** START STORED ROWS **

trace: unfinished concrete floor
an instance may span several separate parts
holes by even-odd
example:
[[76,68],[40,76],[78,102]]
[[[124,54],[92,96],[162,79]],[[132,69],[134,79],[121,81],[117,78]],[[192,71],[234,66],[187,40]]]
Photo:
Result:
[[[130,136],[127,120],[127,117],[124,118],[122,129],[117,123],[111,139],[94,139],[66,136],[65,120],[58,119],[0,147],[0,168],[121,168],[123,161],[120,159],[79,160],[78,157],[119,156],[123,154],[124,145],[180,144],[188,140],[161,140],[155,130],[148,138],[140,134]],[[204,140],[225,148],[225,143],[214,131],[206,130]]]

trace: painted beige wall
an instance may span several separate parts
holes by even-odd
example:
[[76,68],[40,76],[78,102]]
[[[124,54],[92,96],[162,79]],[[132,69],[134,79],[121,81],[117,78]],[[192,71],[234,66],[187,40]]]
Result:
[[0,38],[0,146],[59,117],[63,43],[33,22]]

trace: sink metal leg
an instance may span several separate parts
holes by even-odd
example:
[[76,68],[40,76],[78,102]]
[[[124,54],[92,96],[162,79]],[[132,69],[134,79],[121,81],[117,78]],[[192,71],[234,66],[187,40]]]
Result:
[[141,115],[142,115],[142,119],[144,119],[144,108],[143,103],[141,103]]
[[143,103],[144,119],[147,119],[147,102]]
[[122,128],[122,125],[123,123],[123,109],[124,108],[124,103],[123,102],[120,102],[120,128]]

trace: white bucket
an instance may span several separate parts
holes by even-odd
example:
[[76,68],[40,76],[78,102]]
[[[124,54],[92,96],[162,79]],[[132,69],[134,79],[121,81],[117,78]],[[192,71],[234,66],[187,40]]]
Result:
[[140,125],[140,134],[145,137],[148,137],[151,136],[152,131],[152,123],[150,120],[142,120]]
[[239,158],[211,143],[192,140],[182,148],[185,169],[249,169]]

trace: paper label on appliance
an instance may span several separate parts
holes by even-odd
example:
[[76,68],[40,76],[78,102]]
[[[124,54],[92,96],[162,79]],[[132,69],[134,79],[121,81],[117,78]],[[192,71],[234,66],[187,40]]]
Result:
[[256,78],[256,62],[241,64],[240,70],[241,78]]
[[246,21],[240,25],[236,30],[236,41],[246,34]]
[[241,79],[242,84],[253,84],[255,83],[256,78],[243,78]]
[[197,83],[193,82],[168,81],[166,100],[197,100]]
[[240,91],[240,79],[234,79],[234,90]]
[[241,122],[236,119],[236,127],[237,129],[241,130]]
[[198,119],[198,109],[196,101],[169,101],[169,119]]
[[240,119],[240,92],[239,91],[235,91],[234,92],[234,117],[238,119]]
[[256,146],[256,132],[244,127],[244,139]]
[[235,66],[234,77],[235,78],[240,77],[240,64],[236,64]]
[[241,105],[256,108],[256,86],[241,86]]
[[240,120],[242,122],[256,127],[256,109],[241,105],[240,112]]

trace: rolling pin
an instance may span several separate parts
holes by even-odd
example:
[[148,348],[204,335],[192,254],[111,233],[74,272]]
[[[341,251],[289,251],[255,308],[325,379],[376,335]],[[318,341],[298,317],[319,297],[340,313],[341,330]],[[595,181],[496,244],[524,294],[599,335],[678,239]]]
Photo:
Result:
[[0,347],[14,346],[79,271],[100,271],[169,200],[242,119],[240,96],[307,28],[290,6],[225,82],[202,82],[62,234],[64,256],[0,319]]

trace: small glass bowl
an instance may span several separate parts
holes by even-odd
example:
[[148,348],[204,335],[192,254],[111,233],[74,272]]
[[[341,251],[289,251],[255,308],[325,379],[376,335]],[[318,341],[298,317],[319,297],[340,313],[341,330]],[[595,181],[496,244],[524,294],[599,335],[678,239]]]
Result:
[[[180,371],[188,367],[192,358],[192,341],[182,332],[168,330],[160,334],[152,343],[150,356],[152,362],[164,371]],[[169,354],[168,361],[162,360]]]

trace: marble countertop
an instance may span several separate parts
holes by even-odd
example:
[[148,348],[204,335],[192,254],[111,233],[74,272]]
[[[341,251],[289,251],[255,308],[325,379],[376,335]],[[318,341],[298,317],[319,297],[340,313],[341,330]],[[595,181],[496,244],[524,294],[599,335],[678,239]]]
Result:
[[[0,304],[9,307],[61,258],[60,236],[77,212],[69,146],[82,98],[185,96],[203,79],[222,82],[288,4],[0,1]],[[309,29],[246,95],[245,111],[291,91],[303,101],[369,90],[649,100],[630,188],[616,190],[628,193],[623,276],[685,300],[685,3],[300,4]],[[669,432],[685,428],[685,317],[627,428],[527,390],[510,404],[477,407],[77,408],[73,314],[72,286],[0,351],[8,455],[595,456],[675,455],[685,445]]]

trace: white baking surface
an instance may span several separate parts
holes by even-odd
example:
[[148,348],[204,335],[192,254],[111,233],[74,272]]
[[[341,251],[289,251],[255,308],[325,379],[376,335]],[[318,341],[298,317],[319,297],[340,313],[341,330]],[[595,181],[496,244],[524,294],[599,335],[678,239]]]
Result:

** END STORED ROWS **

- _YOUR INSTRUCTIONS_: Copy all of the lines above exactly as they appear.

- _SOLUTION FOR THIS PROBLEM_:
trace: unfinished concrete floor
an instance may span several separate parts
holes by even-odd
example:
[[76,68],[40,76],[78,102]]
[[[124,54],[92,96],[162,79]],[[132,69],[134,79],[121,81],[117,78]],[[192,71],[234,66],[187,40]]]
Photo:
Result:
[[[130,136],[127,120],[127,117],[124,118],[122,129],[117,123],[111,139],[94,139],[66,136],[65,120],[58,119],[0,147],[0,168],[121,168],[123,161],[120,159],[79,160],[78,157],[119,156],[123,154],[124,145],[180,144],[188,140],[161,140],[155,130],[148,138],[140,134]],[[204,140],[225,148],[225,143],[214,131],[206,130]]]

trace: painted beige wall
an instance may span several separate parts
holes by even-odd
example:
[[76,68],[40,76],[78,102]]
[[[124,54],[92,96],[162,79]],[[132,69],[134,79],[121,81],[117,78]],[[192,71],[234,66],[187,40]]]
Result:
[[0,38],[0,146],[59,117],[63,43],[33,22]]

trace: sink metal leg
an instance may span several separate parts
holes by even-odd
example:
[[76,68],[40,76],[78,102]]
[[[124,54],[92,96],[162,79]],[[132,69],[134,79],[121,81],[117,78]],[[192,71],[234,66],[187,40]]]
Result:
[[141,115],[142,115],[142,119],[144,119],[144,108],[143,103],[141,103]]
[[143,103],[144,119],[147,119],[147,102]]
[[122,128],[122,125],[123,123],[123,109],[124,108],[124,103],[123,102],[120,102],[120,128]]

trace: white bucket
an instance may span several separate parts
holes by even-odd
example:
[[76,68],[40,76],[78,102]]
[[[124,54],[92,96],[162,79]],[[132,69],[134,79],[121,81],[117,78]],[[192,71],[234,66],[187,40]]]
Result:
[[140,125],[140,134],[145,137],[148,137],[151,136],[152,131],[152,123],[150,120],[142,120]]
[[239,158],[211,143],[192,140],[182,148],[185,169],[249,169]]

trace: paper label on appliance
an instance may span several separate parts
holes by even-odd
example:
[[76,68],[40,76],[78,102]]
[[[124,54],[92,96],[162,79]],[[132,69],[134,79],[121,81],[117,78]],[[192,71],[234,66],[187,40]]]
Result:
[[256,78],[256,62],[241,64],[240,70],[241,78]]
[[246,21],[240,25],[236,30],[236,41],[246,34]]
[[241,79],[242,84],[253,84],[255,83],[256,78],[243,78]]
[[197,83],[193,82],[168,81],[166,100],[197,100]]
[[240,91],[240,79],[234,79],[234,90]]
[[241,122],[236,119],[236,127],[237,129],[241,130]]
[[198,119],[198,109],[196,101],[169,101],[169,119]]
[[240,119],[240,92],[239,91],[235,91],[234,92],[234,117],[238,119]]
[[256,146],[256,132],[244,127],[244,139]]
[[235,66],[234,77],[235,78],[240,77],[240,64],[236,64]]
[[241,105],[256,108],[256,86],[241,86]]
[[240,120],[242,122],[256,127],[256,109],[241,105],[240,112]]

trace: rolling pin
an instance may span several separate parts
holes by even-odd
example:
[[148,348],[204,335],[192,254],[111,233],[74,272]]
[[[341,251],[289,251],[255,308],[325,379],[376,335]],[[318,341],[298,317],[319,297],[340,313],[341,330]],[[595,181],[496,244],[524,294],[599,335],[678,239]]]
Photo:
Result:
[[0,347],[14,346],[79,271],[100,271],[169,200],[242,119],[240,96],[307,28],[290,6],[225,82],[202,82],[62,234],[64,256],[0,319]]

trace: small glass bowl
an instance may span several separate parts
holes by even-odd
example:
[[148,348],[204,335],[192,254],[111,233],[74,272]]
[[[341,251],[289,251],[255,308],[325,379],[376,335]],[[318,341],[298,317],[319,297],[340,313],[341,330]],[[595,181],[496,244],[524,294],[599,335],[678,239]]]
Result:
[[[180,371],[188,367],[192,358],[192,341],[182,332],[168,330],[160,334],[152,343],[150,356],[152,362],[164,371]],[[169,354],[168,361],[162,360]]]

trace: marble countertop
an instance may span several separate parts
holes by even-odd
example:
[[148,348],[204,335],[192,254],[111,233],[74,272]]
[[[341,251],[289,251],[255,308],[325,379],[376,335]],[[318,341],[298,317],[319,297],[340,313],[341,330]],[[595,181],[496,244],[524,294],[599,335],[678,239]]]
Result:
[[[0,304],[9,307],[61,258],[60,236],[77,212],[69,146],[82,98],[185,96],[203,79],[222,82],[288,4],[0,1]],[[309,29],[246,95],[245,111],[291,91],[303,101],[369,90],[649,100],[630,188],[616,190],[628,193],[623,276],[685,300],[685,3],[300,4]],[[669,432],[685,428],[685,317],[627,428],[527,390],[510,404],[477,407],[77,408],[73,314],[72,286],[0,351],[8,455],[595,456],[675,455],[685,445]]]

trace: white baking surface
an instance may span several separate parts
holes by even-odd
example:
[[148,348],[204,335],[192,254],[111,233],[74,272]]
[[[341,251],[289,251],[255,308],[325,379],[376,335]],[[318,341],[298,317],[319,297],[340,313],[341,330]],[[595,181],[496,244],[524,294],[599,335],[678,239]]]
Result:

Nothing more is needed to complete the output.